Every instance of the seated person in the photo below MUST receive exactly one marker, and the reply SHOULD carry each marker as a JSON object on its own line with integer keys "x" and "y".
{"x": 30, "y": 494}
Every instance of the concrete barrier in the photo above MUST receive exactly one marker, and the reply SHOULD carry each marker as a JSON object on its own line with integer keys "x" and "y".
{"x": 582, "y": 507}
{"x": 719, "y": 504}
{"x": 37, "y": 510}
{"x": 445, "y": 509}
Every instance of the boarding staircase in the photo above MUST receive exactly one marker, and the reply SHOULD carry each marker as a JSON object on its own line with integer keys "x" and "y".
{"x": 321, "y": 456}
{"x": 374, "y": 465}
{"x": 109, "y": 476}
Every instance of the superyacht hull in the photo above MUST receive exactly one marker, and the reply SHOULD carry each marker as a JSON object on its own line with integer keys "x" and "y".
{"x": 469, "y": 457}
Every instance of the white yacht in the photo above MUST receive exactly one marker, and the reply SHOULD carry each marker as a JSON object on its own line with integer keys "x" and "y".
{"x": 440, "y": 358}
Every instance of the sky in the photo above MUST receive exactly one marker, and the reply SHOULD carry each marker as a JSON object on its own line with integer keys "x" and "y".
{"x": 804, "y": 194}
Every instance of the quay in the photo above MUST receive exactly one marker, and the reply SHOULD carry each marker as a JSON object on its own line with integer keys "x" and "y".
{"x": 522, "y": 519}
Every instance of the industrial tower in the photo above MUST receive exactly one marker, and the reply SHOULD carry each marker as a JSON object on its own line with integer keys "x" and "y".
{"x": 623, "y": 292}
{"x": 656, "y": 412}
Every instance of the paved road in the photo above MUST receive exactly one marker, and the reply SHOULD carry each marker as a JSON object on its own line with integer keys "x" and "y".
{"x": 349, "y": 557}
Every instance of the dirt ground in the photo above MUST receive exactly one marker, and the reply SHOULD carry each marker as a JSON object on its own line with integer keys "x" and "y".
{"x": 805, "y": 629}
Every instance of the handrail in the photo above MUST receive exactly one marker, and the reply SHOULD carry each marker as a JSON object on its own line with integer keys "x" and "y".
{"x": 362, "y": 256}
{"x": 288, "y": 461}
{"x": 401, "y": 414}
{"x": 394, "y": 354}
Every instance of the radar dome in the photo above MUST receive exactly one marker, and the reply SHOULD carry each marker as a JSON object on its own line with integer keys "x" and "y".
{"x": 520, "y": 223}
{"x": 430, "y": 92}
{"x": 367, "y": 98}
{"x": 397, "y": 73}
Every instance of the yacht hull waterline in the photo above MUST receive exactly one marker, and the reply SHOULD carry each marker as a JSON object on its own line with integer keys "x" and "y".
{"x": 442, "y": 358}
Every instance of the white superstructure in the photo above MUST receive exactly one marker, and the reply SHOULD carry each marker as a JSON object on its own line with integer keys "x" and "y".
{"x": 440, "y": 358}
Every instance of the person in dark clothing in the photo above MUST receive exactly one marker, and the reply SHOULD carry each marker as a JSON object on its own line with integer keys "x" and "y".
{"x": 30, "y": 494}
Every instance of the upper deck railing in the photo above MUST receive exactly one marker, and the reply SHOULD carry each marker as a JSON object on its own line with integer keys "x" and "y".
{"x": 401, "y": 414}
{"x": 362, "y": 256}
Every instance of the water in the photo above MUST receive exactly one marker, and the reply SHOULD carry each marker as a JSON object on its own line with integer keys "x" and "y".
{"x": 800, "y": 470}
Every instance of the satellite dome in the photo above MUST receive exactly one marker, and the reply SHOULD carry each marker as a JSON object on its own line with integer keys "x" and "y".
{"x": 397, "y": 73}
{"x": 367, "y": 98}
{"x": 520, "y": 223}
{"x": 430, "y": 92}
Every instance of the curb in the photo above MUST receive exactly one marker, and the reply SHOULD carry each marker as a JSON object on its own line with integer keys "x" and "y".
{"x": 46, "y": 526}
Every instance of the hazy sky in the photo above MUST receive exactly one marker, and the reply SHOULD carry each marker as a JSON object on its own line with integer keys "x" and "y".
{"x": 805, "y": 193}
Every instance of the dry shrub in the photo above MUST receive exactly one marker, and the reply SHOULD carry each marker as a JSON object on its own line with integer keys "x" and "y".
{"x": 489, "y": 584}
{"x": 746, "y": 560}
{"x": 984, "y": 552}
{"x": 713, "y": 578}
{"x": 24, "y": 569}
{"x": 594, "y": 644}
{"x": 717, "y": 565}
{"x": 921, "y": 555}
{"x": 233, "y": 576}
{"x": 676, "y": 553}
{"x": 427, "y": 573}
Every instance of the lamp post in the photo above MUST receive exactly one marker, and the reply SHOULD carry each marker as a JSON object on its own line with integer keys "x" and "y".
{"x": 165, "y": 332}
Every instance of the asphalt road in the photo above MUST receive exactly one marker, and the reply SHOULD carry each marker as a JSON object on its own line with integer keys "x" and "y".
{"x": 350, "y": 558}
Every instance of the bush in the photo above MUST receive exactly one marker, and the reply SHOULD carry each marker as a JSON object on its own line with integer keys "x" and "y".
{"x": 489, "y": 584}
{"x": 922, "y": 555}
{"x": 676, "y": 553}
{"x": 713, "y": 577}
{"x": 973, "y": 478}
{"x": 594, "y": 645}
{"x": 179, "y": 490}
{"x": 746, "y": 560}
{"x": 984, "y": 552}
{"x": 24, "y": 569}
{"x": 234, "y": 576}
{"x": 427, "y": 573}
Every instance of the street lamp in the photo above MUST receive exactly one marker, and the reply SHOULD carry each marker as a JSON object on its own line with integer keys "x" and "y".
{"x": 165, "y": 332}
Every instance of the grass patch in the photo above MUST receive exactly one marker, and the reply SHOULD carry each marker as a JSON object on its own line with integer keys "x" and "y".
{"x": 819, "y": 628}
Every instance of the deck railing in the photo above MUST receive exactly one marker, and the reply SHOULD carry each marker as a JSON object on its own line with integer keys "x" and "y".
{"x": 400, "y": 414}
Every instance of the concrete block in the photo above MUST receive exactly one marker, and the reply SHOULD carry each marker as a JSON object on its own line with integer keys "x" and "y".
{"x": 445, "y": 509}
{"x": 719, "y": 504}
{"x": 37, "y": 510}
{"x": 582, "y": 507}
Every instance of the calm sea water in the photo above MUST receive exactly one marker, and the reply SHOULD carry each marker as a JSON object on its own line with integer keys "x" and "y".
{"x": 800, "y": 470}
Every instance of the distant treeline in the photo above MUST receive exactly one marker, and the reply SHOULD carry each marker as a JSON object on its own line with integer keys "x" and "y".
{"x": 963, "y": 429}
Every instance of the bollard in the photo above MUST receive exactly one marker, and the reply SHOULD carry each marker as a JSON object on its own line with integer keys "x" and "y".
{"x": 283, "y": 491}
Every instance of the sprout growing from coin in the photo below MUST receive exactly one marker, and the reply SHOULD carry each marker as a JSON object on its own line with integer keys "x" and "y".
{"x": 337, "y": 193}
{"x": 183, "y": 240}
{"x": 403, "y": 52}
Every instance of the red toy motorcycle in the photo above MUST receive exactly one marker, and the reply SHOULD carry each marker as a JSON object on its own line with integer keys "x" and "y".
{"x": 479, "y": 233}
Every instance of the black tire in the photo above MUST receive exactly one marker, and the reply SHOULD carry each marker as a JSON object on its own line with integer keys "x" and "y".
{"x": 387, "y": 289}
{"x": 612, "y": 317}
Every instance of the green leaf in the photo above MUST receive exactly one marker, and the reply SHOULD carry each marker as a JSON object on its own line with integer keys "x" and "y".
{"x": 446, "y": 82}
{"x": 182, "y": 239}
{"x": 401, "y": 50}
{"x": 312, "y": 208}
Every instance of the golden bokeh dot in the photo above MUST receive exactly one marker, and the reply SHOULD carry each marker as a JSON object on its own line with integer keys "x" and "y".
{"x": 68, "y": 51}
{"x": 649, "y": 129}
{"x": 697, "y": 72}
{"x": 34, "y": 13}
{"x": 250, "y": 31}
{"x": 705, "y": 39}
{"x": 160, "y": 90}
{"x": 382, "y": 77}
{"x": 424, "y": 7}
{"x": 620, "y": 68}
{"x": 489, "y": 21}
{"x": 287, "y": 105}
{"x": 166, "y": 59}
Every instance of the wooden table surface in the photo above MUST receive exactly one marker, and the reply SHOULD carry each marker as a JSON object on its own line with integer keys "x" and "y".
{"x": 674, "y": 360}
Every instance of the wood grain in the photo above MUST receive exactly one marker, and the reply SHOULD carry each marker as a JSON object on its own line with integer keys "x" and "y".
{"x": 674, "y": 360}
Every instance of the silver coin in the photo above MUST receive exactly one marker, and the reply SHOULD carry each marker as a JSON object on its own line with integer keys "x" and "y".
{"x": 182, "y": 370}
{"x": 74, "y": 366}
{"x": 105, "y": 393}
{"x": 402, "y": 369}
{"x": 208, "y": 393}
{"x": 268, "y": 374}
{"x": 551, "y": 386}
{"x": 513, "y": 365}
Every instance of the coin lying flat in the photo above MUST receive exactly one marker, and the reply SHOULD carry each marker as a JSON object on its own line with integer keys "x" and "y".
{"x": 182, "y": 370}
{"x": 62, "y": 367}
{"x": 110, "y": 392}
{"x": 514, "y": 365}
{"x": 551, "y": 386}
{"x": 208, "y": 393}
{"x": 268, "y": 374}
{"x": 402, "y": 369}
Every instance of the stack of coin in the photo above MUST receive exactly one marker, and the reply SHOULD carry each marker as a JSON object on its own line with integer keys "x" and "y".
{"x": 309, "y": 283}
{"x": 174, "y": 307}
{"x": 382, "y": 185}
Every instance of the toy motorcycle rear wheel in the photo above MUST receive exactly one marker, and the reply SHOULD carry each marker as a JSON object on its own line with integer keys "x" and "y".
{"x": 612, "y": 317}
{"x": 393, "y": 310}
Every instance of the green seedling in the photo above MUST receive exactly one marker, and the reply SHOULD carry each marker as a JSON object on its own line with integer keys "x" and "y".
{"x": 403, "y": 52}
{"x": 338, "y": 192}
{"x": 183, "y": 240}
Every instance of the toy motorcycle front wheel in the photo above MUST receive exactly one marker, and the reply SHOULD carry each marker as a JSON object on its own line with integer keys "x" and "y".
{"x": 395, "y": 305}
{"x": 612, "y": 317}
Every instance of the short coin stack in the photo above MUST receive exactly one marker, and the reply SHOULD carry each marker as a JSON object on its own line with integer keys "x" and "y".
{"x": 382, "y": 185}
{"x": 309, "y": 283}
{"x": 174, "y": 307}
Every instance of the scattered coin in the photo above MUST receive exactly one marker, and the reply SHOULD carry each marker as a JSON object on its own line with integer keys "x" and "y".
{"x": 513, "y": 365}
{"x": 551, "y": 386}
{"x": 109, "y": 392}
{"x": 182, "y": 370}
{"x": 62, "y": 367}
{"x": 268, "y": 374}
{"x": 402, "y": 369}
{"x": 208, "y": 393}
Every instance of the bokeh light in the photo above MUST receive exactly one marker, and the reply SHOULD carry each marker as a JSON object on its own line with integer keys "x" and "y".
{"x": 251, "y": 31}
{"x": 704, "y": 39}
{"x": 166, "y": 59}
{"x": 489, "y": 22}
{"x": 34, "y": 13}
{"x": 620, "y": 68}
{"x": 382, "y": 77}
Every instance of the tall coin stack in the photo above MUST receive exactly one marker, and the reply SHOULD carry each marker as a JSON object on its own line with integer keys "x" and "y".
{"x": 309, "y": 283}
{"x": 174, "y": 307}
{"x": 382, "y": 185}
□ □ □ □
■ **Exercise**
Only the lines from the one containing "Every instance of the scattered" to the end of the data should be printed, exactly as they stand.

■ **Written answer**
Every instance of the scattered coin in the photo above MUST receive exactly one marker, and the reply SHOULD carry each marker as a JSON object on its own line with integer keys "x" and "y".
{"x": 513, "y": 365}
{"x": 551, "y": 386}
{"x": 109, "y": 392}
{"x": 182, "y": 370}
{"x": 62, "y": 367}
{"x": 268, "y": 374}
{"x": 402, "y": 369}
{"x": 208, "y": 393}
Every instance of the bokeh light in the photo above MUST receive exactly one marker, and the reply SHOULD carry each marker as a JSON object on its own line with integer keys "x" and "y".
{"x": 251, "y": 31}
{"x": 704, "y": 39}
{"x": 166, "y": 59}
{"x": 489, "y": 22}
{"x": 34, "y": 13}
{"x": 620, "y": 68}
{"x": 382, "y": 77}
Every instance of the tall coin stack in the photo above MUST receive exactly one marker, and the reply SHOULD carry each marker as a JSON object on its own line with integer keys "x" and "y".
{"x": 309, "y": 283}
{"x": 174, "y": 307}
{"x": 382, "y": 185}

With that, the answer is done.